Text segment:
+===+

Years ago, the US came up with the Cloud Act, which says that if you have human rights protections equivalent to those in the US, US law enforcement agencies can serve warrants and court proceedings on American data providers much faster. Unfortunately, only the UK and Australia have made it through the hoops to be included in the act.
That’s likely to change in the next few years, because the Europeans, after wrestling with this for a long time, came up with “e-Evidence Acts,” which say that countries within the European Union can cooperate on sharing information across borders for transnational crime. When that’s in place, you could envision a deal between the United States and the European Union.
Does the treaty address a situation like Myanmar, where the government is a military junta and the country is home to cyber criminals perpetrating crimes around the globe?
Because UN treaties respect sovereignty, each country is responsible for enforcing the treaty and their national laws, which vary. One country can request that another sovereign nation enforce the treaty under a Mutual Legal Assistance Treaty (MLAT). I got to do this once as a junior officer using what’s called a letter rogatory. It’s an old thing; it practically comes on parchment. One head of state requests of another head of state, “Would you help me out in this crime?” And that is the sovereign’s decision. A country needs to be able to approach another country with what they would see as a legitimate request. You must also be able to identify who the perpetrators are, but MLAT requests can be very slow.
Does the treaty provide a way to fill gaps of the varying levels of expertise different countries have in addressing cybercrime? Are all countries concerned about it?
There’s a growing concern among almost all countries. There’s also a variety of expertise. There have been excellent negotiators from Africa, Latin America, and Asia. The chair of the OEWG is Singaporean. The chair of the Cybercrime Convention was Algerian. So, cyber expertise is becoming global.
Most of the Global South likes this treaty for two reasons. First, they’re worried about cybercrime. Second, they want capacity building that would give them the ability to enforce their laws in their own country in cyberspace.
There’s already a good amount of cooperation on law enforcement agencies through the UN Office on Drugs and Crime (UNODC). There’s also something called the Global Forum for Cyber Expertise, which grew out of the First Committee negotiations and works to give countries the expertise to exert in cyberspace.

+===+

Go on with the interview about the UN cybercrime treaty, starting after its final paragraph.

Point-per-instance localization data:
+===+

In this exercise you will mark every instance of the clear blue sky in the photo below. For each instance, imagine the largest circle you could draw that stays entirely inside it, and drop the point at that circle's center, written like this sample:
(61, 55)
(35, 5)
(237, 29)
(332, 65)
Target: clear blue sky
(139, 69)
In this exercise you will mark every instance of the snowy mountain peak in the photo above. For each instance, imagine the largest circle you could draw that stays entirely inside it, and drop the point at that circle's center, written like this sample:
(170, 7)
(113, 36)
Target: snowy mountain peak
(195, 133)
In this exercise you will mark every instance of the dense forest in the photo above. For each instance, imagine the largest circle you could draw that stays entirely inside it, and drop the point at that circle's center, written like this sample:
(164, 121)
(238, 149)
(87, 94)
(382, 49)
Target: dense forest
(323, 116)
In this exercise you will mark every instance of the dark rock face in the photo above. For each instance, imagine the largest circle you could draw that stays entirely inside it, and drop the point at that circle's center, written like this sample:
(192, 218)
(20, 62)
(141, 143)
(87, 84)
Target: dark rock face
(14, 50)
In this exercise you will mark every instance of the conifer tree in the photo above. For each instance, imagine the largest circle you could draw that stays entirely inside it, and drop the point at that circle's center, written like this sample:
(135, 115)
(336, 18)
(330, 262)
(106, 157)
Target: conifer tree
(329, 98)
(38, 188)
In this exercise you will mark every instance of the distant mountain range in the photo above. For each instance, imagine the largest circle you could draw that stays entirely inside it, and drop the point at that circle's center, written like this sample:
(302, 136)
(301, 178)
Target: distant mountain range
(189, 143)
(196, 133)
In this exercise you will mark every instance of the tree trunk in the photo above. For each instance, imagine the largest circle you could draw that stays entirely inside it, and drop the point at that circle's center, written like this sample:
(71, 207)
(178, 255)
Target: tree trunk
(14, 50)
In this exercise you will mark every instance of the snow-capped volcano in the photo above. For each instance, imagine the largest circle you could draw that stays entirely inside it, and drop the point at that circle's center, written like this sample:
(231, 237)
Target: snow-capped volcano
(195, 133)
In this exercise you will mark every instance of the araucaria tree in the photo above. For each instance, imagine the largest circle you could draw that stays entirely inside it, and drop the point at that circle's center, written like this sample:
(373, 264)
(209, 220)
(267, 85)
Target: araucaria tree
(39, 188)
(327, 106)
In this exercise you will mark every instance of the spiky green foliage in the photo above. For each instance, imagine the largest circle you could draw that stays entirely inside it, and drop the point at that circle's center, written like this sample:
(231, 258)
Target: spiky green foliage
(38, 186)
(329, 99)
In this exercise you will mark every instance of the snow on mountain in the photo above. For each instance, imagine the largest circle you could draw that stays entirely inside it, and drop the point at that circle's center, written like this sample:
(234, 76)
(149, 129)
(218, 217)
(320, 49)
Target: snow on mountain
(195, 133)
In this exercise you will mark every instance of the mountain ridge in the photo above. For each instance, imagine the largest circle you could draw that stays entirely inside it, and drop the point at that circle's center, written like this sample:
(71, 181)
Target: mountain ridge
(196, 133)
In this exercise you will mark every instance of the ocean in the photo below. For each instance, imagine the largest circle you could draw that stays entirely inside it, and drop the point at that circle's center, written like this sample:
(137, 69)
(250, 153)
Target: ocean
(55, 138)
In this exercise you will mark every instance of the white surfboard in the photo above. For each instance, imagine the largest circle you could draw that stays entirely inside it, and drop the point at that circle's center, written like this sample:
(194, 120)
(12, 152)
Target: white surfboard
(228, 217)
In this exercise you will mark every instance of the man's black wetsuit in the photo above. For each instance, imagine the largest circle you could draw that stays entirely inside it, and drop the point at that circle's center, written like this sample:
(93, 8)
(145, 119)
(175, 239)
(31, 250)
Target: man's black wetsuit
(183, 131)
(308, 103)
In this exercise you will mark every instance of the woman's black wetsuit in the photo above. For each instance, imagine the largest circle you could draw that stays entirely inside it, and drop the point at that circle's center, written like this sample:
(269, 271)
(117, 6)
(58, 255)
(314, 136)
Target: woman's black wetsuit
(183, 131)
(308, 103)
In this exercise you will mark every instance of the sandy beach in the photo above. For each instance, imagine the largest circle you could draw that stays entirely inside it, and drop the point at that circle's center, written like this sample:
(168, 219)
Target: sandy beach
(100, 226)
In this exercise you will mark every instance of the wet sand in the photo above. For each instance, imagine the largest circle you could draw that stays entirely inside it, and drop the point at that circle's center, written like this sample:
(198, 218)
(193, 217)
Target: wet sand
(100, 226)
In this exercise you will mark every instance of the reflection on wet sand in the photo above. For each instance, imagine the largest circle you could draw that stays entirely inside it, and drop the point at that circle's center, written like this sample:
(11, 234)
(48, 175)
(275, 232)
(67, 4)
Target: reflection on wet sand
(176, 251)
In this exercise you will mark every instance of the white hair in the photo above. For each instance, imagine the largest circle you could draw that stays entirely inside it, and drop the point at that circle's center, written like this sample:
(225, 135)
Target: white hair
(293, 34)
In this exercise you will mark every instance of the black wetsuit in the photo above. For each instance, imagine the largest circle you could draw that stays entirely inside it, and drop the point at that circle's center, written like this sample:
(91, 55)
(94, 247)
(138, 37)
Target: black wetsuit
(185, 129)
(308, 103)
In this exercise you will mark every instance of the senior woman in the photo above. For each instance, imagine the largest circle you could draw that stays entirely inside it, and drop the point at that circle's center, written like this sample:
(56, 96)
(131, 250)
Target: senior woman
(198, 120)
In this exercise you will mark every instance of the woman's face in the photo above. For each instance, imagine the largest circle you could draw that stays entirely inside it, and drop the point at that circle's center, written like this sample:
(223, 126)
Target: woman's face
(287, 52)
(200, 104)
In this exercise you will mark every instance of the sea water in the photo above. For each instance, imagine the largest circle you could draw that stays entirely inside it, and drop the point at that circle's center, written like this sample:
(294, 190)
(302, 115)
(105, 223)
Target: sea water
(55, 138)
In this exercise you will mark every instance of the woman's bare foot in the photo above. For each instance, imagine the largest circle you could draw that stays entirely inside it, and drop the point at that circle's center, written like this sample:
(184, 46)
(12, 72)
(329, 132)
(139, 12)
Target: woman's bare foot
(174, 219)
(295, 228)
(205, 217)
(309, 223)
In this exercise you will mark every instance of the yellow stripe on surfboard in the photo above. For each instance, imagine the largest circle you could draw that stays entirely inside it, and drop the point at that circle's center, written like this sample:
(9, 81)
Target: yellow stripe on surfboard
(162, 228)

+===+

Answer below:
Is there anything in the treaty that you think should be changed?
There are always things that you wish had been a little clearer. I think there are concerns about the definition of “serious crime.” There are also human rights concerns that the treaty could be exploited by authoritarian regimes. I think those are a little overstated.
One of the things I learned as a negotiator is that sometimes your choice is either broad language or no agreement. The convention creates a framework for cooperation. I don’t believe this convention is somehow going to justify countries engaging in behavior that’s contrary to the UNDHR. I think there’s only so far you can go to prevent abuse. Considering it started out as a Russian proposal intended to prohibit free speech, it’s turned into something that most of the world thinks is useful.
The big questions mean that privacy groups and US companies believe the US should not ratify the treaty. This is a misunderstanding of how the UN works, but if I had to take a bet right now, I’d say the US won’t ratify it, at least not in 2025.
The problem for American companies will be that even if the US doesn’t ratify the convention, they’re going to have to make a strong case as to why a treaty that works against cybercrime that is in the international interest, and has been endorsed by every country in the world doesn’t apply to them when they get a request for help. And that’s going to make the US look bad. I wish that weren’t the case, but that’s where we are.